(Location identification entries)
* * *

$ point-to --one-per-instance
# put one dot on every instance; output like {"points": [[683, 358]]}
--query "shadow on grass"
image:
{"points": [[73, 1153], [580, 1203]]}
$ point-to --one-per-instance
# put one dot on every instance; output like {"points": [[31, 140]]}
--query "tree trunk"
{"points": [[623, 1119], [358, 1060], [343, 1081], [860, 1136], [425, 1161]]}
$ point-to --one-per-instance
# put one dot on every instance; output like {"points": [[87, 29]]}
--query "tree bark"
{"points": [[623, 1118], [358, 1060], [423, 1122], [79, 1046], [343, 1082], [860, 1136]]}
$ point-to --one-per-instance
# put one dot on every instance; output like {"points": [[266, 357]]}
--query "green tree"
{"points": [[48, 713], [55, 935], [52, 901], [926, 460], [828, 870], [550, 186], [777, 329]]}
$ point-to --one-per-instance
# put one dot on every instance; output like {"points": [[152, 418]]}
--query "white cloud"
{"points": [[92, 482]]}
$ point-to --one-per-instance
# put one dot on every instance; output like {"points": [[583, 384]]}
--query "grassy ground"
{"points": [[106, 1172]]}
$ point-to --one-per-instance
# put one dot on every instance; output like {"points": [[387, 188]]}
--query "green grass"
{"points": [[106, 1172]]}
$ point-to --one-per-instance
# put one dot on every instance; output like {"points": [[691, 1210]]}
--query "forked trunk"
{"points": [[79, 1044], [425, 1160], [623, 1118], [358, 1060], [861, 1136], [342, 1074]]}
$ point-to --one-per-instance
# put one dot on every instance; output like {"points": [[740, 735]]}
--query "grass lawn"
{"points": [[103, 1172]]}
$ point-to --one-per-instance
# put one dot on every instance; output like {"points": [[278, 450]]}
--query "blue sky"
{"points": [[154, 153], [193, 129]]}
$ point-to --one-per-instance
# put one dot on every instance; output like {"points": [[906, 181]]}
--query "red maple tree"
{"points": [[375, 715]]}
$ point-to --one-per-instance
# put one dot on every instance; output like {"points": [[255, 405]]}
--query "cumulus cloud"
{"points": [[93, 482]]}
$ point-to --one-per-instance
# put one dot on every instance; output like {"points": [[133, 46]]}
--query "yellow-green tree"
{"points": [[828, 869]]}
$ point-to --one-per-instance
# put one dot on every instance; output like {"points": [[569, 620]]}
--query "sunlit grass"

* * *

Stated exercise
Print the records above exactly as they appear.

The solution
$ point-to --one-per-instance
# put one dot on every instance; output like {"points": [[683, 358]]}
--query "shadow on grass"
image:
{"points": [[73, 1153], [580, 1203]]}
$ point-to --one-per-instance
# put one dot on every instance; output like {"points": [[31, 140]]}
--query "tree trunk"
{"points": [[623, 1119], [358, 1060], [343, 1081], [860, 1136], [425, 1161]]}
$ point-to --one-per-instance
# put one dot on every instance; output like {"points": [[87, 29]]}
--query "tree bark"
{"points": [[623, 1118], [358, 1060], [423, 1122], [79, 1046], [343, 1082], [860, 1136]]}
$ point-to --one-per-instance
# put one dot on every instance; output like {"points": [[266, 357]]}
--query "green tree"
{"points": [[48, 713], [55, 935], [52, 901], [926, 460], [828, 870], [550, 186], [777, 329]]}
$ point-to --one-per-instance
# put one dot on every instance; output like {"points": [[152, 418]]}
--query "white cloud"
{"points": [[92, 482]]}
$ point-to --one-per-instance
# put one dot on every instance; output like {"points": [[583, 384]]}
--query "grassy ground"
{"points": [[106, 1172]]}
$ point-to --one-per-instance
# put one dot on every instance; output like {"points": [[387, 188]]}
--query "green grass"
{"points": [[106, 1172]]}
$ point-to --one-per-instance
# put one dot on every instance; output like {"points": [[691, 1210]]}
--query "forked trunk"
{"points": [[79, 1044], [425, 1160], [623, 1118], [358, 1060], [861, 1136], [342, 1074]]}
$ point-to --one-per-instance
# put one dot on every instance; output like {"points": [[740, 735]]}
--query "grass lawn"
{"points": [[103, 1172]]}
$ point-to --one-per-instance
# put one dot on every instance; output like {"points": [[278, 450]]}
--query "blue sky"
{"points": [[154, 153], [193, 129]]}
$ point-to --one-per-instance
# put one dot on every instance; output like {"points": [[906, 181]]}
--query "red maple tree"
{"points": [[375, 715]]}
$ point-to --one-per-instance
# put one dot on every instance; output like {"points": [[255, 405]]}
--query "cumulus cloud"
{"points": [[93, 482]]}
$ point-to --one-per-instance
# put one dot on every instance; output like {"points": [[133, 46]]}
--query "yellow-green tree"
{"points": [[828, 869]]}
$ point-to --one-per-instance
# put one dot on every instance; output like {"points": [[569, 620]]}
--query "sunlit grass"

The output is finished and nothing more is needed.